Task item: The answer must be an exact transcription of all the records below.

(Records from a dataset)
#####

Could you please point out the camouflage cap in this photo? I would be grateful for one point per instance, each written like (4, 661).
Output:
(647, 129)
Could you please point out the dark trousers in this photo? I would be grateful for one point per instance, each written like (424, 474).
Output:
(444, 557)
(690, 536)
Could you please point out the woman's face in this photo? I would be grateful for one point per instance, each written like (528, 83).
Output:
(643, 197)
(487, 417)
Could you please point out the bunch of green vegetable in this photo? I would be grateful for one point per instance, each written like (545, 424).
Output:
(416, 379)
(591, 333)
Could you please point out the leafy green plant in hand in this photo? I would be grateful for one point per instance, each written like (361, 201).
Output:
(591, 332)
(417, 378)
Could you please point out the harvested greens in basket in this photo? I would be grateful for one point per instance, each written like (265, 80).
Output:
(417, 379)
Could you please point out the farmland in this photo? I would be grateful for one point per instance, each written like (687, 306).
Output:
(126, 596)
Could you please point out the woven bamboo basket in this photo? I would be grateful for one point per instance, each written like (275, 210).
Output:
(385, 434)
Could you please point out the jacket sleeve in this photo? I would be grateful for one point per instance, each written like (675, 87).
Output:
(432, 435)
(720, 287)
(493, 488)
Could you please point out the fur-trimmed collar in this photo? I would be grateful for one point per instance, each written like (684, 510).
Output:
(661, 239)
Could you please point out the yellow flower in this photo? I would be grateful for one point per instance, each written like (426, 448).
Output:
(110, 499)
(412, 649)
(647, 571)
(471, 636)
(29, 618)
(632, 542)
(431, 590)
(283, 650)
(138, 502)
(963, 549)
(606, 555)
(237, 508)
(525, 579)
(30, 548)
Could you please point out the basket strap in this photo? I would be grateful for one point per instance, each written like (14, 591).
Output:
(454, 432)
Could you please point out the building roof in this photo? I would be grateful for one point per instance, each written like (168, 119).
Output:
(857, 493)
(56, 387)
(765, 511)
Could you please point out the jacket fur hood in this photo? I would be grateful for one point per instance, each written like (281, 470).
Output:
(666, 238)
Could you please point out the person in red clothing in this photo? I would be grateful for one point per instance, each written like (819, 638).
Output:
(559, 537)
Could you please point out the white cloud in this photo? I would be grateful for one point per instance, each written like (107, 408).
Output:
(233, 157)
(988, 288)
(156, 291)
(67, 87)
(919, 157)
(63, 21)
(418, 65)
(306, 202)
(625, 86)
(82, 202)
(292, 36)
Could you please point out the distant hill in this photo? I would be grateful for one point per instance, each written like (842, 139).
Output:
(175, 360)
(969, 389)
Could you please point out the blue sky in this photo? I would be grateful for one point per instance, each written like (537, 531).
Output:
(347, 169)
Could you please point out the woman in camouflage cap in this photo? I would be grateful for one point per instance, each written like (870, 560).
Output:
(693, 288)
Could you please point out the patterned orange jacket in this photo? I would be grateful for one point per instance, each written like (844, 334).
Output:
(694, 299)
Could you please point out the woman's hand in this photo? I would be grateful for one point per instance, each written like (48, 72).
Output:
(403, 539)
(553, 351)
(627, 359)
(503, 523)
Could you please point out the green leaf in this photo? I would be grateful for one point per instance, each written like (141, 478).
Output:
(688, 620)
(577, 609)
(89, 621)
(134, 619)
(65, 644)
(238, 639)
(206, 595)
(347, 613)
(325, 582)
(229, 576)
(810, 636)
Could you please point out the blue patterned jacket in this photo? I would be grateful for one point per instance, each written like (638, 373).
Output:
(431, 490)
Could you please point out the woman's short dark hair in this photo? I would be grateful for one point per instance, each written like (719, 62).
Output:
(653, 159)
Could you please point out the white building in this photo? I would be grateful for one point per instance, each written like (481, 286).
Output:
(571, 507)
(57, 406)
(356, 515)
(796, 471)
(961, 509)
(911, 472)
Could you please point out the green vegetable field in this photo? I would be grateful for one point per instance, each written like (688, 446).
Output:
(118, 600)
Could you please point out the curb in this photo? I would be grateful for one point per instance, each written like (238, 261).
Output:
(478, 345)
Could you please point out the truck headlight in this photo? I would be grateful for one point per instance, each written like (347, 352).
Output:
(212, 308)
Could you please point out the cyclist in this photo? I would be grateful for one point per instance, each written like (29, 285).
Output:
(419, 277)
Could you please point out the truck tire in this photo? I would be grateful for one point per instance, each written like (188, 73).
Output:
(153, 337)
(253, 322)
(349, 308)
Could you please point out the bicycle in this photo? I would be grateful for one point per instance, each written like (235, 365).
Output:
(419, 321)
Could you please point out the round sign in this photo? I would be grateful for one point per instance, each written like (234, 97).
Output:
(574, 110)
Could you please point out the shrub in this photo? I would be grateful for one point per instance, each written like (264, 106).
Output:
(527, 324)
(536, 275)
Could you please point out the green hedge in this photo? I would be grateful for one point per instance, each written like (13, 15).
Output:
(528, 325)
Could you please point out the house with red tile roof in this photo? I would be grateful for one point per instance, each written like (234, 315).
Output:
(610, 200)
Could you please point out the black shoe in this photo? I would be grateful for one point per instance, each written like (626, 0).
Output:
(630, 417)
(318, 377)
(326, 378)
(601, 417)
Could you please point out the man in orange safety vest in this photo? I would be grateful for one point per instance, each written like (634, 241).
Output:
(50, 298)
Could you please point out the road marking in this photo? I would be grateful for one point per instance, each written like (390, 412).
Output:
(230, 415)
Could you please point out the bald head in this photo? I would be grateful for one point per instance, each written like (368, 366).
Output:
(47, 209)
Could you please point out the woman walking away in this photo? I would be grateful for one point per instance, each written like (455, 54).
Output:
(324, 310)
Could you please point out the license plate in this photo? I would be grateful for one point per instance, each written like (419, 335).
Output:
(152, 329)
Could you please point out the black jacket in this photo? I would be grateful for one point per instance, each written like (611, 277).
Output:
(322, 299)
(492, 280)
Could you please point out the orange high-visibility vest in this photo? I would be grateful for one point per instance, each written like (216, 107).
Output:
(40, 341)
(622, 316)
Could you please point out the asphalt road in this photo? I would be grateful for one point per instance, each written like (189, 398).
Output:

#####

Task result:
Could you please point out the camouflage cap in this photo? I would be grateful for one point per instance, each written like (4, 661).
Output:
(647, 129)
Could you please point out the dark trousers in this photo? I would be grateful for one point per instance, each written like (424, 474).
Output:
(444, 557)
(690, 536)
Could you please point out the woman's face in this photo? I would be grateful for one point per instance, each written like (528, 83).
Output:
(643, 197)
(487, 417)
Could you please point out the bunch of green vegetable in this photo? I would be grateful for one point per instance, each written like (545, 424).
Output:
(416, 379)
(591, 333)
Could you please point out the leafy green plant in hand in this photo? I would be grateful for one point per instance, each written like (361, 201).
Output:
(591, 332)
(417, 378)
Could you please point out the harvested greens in basket in this photo? I would be grateful for one point per instance, each written like (265, 80).
Output:
(417, 379)
Could you please point out the farmland in this photo? I would be grateful for one point per instance, each written like (687, 306).
Output:
(126, 596)
Could you please point out the woven bamboo basket in this photo? I would be grateful for one point per instance, each written like (275, 210).
Output:
(385, 434)
Could you please point out the jacket sleeve in this photo? I would be grateful for one point per instance, each written like (675, 87).
Output:
(432, 435)
(720, 287)
(493, 488)
Could you please point out the fur-trimmed collar in this photo? I would be grateful for one point per instance, each written like (684, 510).
Output:
(661, 239)
Could you please point out the yellow flower in this photo? I would be grateful for one point per instance, each written like (426, 448).
Output:
(110, 499)
(412, 649)
(647, 571)
(471, 636)
(29, 618)
(632, 542)
(431, 590)
(283, 650)
(138, 502)
(963, 549)
(606, 555)
(237, 508)
(525, 579)
(30, 548)
Could you please point out the basket strap in this photo? I would be grateful for one point per instance, each written like (14, 591).
Output:
(454, 432)
Could you please point out the building roof in this photo? I would be grateful for one point per instance, each written like (168, 119).
Output:
(857, 493)
(56, 387)
(765, 511)
Could you please point out the jacket fur hood in this photo? I would be grateful for one point per instance, each written like (281, 470).
Output:
(666, 238)
Could you please point out the person in red clothing in this photo? I would be grateful for one point per instance, each written like (819, 638).
Output:
(559, 537)
Could you please point out the white cloud in this photo? I would be grateful for one point per instance, each written like (107, 408).
Output:
(233, 157)
(988, 288)
(156, 291)
(67, 87)
(919, 157)
(63, 21)
(418, 65)
(306, 202)
(625, 86)
(82, 202)
(292, 36)
Could you please point out the distant hill in this photo? I would be grateful for one point per instance, each written like (842, 139).
Output:
(175, 360)
(969, 389)
Could you please point out the blue sky in this photo? I would be grateful for one point per instance, each written like (537, 531).
Output:
(347, 169)
Could you please point out the woman in camouflage cap in this photo? I would be grateful for one point per instance, each written like (870, 560).
Output:
(693, 288)
Could you please point out the patterned orange jacket in this photo? I would be grateful for one point per instance, each written like (844, 334).
Output:
(694, 299)
Could you please point out the woman's hand in this photo? I would be grateful for one point per instance, each written like (48, 72).
Output:
(403, 539)
(553, 351)
(627, 359)
(503, 523)
Could you please point out the green leaf in this photo? I would be grateful for one point per instance, each written like (141, 478).
Output:
(688, 620)
(577, 609)
(89, 621)
(134, 619)
(65, 644)
(238, 639)
(206, 595)
(347, 613)
(325, 582)
(229, 576)
(810, 636)
Could you please point out the blue patterned jacket in this photo? I would be grateful for one point per instance, each written like (638, 373).
Output:
(431, 490)
Could you please point out the woman's short dark hair in this photo? I would be grateful for one point per instance, each written like (719, 62).
Output:
(653, 159)
Could you please point out the white building in this photo? I would be grateful for one point per instance, each written like (481, 286).
Output:
(571, 507)
(57, 406)
(356, 515)
(796, 471)
(961, 509)
(911, 472)
Could you please point out the green vegetable field in this photo? I would be grateful for one point per instance, each written like (688, 446).
Output:
(118, 600)
Could you please point out the curb in this photo? I would be grateful for one point per instance, each written like (238, 261).
Output:
(478, 345)
Could you please point out the truck headlight in this photo? I would be grateful for one point per instance, each written like (347, 352).
Output:
(212, 308)
Could you please point out the cyclist in this photo? I would be grateful for one point per instance, each written like (29, 285).
Output:
(419, 277)
Could you please point out the truck tire in this photo? I would be grateful for one point per instance, each written like (188, 73).
Output:
(153, 337)
(253, 322)
(349, 308)
Could you please point out the bicycle in this photo? I would be grateful for one point per instance, each written like (235, 365).
Output:
(419, 321)
Could you please point out the round sign in this photo? I would be grateful for one point per instance, each written like (234, 97).
Output:
(574, 110)
Could you please point out the shrub in this photo? I would be grateful for one point per instance, each written like (264, 106).
Output:
(527, 324)
(536, 275)
Could you please point out the green hedge in this photo? I would be grateful for one point per instance, each written like (13, 15).
Output:
(528, 325)
Could you please point out the house with red tile roof in this photo? I would be grateful for one point per instance, each written like (234, 315).
Output:
(610, 200)
Could you please point out the black shoe in this photo? I would be grateful for one point per instance, each written like (626, 0).
Output:
(630, 417)
(318, 377)
(326, 378)
(601, 417)
Could you please point out the man in orange safety vest in this photo? I would be grateful for one point per instance, each written like (634, 241).
Output:
(50, 298)
Could you please point out the road marking in this photo? I would be grateful for one point per instance, each written like (390, 412).
Output:
(230, 415)
Could you please point out the bald head in this photo? I would be grateful for one point per instance, each written like (368, 366).
Output:
(47, 209)
Could you please point out the woman walking away in this photo? I would be grateful for one point per instance, each written like (455, 54).
Output:
(324, 310)
Could you please point out the license plate in this photo? I would be grateful for one point per instance, each written like (419, 335).
Output:
(152, 329)
Could you please point out the black jacket in this photo? I would be grateful for one point per instance, each written like (611, 277).
Output:
(322, 299)
(492, 280)
Could you please point out the orange high-visibility vest in this photo? I would be grateful for one point per instance, each written like (216, 107).
Output:
(40, 341)
(622, 316)
Could you please point out the asphalt road in this photo? I would be grateful for one point per instance, each written like (189, 398).
Output:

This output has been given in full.